> EXERCISE AIM: List every line in the records below that contains the word "flag". Case counts.

> DATASET EXTRACT:
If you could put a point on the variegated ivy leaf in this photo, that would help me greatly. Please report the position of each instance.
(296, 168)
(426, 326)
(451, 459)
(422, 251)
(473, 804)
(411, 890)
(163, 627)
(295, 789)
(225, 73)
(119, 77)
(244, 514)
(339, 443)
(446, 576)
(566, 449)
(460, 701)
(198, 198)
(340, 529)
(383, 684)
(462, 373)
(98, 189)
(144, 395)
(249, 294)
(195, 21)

...

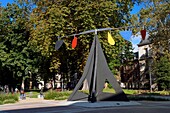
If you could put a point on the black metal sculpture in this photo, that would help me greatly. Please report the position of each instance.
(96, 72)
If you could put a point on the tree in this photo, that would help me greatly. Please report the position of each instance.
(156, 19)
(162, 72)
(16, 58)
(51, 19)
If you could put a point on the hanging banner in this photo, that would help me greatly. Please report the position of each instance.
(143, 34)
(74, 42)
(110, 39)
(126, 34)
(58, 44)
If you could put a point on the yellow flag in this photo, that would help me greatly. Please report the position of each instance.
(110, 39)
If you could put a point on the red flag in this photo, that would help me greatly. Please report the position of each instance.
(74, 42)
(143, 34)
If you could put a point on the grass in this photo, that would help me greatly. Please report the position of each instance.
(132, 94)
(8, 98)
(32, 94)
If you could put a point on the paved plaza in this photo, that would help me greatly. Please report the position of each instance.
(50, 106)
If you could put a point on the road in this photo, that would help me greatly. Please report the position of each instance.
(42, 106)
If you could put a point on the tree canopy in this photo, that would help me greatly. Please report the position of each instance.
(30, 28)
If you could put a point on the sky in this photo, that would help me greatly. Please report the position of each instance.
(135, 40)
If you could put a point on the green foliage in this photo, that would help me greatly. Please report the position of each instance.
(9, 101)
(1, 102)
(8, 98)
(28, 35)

--

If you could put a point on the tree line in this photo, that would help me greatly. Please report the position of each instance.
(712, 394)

> TASK RESULT:
If you could put a point on the yellow flag in this photo, that would help me greatly. Please report the position of each instance.
If you could put a point on the red flag in this photo, that would help me greatly. Please report the position of each instance.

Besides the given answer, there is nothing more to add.